Top of LISTED RECORDS

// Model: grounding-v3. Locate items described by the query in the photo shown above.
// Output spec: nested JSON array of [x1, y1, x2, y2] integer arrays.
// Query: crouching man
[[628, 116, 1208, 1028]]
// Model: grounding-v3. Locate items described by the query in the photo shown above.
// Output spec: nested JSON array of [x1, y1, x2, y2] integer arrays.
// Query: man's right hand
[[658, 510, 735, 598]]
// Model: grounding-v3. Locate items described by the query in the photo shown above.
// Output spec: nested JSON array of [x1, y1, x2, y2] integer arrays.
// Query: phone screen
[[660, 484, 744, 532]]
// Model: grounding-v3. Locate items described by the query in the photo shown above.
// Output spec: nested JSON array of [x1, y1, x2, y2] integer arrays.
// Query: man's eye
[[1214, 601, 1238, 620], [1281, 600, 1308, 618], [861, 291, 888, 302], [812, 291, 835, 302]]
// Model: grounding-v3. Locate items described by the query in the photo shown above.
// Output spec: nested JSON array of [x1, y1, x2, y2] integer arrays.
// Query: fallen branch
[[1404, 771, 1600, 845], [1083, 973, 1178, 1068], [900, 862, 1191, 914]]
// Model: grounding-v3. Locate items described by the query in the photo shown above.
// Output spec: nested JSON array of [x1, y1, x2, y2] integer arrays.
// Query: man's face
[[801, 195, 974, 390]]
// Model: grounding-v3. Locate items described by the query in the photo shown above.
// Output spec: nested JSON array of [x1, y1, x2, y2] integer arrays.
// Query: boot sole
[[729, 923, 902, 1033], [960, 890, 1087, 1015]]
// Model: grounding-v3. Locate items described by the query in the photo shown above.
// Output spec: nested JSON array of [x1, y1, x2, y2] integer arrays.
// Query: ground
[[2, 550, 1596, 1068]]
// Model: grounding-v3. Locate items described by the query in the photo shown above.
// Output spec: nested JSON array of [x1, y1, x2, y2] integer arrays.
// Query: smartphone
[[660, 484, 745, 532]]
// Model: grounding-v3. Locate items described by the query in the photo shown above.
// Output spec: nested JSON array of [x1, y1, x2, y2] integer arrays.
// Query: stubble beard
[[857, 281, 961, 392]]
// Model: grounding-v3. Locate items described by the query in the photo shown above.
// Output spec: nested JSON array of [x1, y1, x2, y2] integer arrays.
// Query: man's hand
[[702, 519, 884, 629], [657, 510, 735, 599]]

Bottom of LISTED RECORDS

- WHAT TO PRODUCE -
Each line from the one containing "Query: man's face" through the last line of the material must be restated word for word, with no other text.

- OUTPUT OF THE EXERCISE -
// Query: man's face
[[801, 195, 974, 390]]
// Model: grounding-v3. Locate items described by the query in the photo shown above.
// Output spec: nested JSON array of [x1, y1, x2, y2] integer arrays.
// Query: boot sole
[[729, 923, 902, 1033], [960, 890, 1087, 1015]]
// Model: grounding-v3. Locate items described by the query in the photo shown above.
// Output spec: nested JSON array of [x1, y1, x2, y2] integer arrays.
// Query: ground
[[2, 550, 1596, 1068]]
// Model: grounding-v3. Locate items described by the query in the photo shown above.
// Output spec: nested JSON array of [x1, y1, x2, y2] integer arrays.
// Query: smartphone
[[660, 484, 745, 532]]
// Model: grounding-v3. Locate items described by the query in the photo shown above.
// Output spec: nested JSON array of [x1, y1, x2, y2] integer arrays.
// Query: stubble beard
[[857, 281, 961, 392]]
// Model: grounding-v3. Locate items described by the query in the photo shown above.
// Output spec: nested JSON array of [x1, y1, x2, y2] integer arrays.
// Query: man's hand
[[702, 519, 884, 629], [657, 510, 735, 599]]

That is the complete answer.